*Excerpt provided*:
--------------------
What all this means is that the NSA can use Hadoop, or a similar program to take in huge amounts of data of all kinds and sorts, store it cheaply, and immediately get to work on it. With sufficient computing power, real-world data could be analyzed in close to real time.
Maybe the NSA has supercomputers for big data mining, but with programs like Apache Drill and ordinary servers, you too can hunt down answers hidden in petabytes of data in seconds.
Source: Apache.org
The NSA isn't the only one working on this kind of speedy processing of massive data sets. Apache Drill is a relatively new open-source project that's building a distributed system for interactive analysis of large-scale datasets. Inspired by Google's Dremel research, Drill is designed to scale to 10,000 servers and query petabytes of data in seconds. Companies like IBM, HP, and Teradata are already making hundreds of millions of dollars helping customers like GE, Walmart, and Wells Fargo extract useful business information from petabytes of what once seemed like unrelated, even irrelevant data.
Still other companies, like Facebook, Google and Microsoft, use every bit of your data that comes their way from your use of their search engines and services to present you with customized ads. They've been using the triad of big data, traffic analysis, and metadata to make our Web experience more engaging for over a decade.
--------------------
*Challenges*:
1) Answer these from the excerpt on big data analysis:
(a) How many servers is Apache Drill designed to scale to?
(b) Which research inspired Drill?
(c) Which companies use your data to show you customized ads?
2) Set down the part of the excerpt on big data analysis that opens with the words containing "Maybe the NSA" and closes with "in petabytes of data in seconds.".
3) Resume the excerpt on big data analysis after its last sentence.

*Supplied information*:
--------------------
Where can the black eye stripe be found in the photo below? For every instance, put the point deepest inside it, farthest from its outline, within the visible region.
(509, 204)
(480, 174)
--------------------
*Outputs by task*:
1)
(a) 10,000 servers
(b) Google's Dremel research
(c) Facebook, Google and Microsoft

2)
Maybe the NSA has supercomputers for big data mining, but with programs like Apache Drill and ordinary servers, you too can hunt down answers hidden in petabytes of data in seconds.

3)
Good-bye privacy
Put it all together and what do you get? You get a world where even if the NSA isn't actually looking at your Internet messages' content or listening to your phone calls, they can already find out a vast amount about you, whenever they want.
In the meantime, all the major Web companies are already doing the same things. We traded our privacy for the convenience of a customized Web experience years ago.
It's not just that the NSA has long been looking into our affairs that we've been oblivious to for years, it's that we gave up our privacy to businesses ages ago as well.
Ready or not, like it or not, welcome to the 21st century and the death of privacy.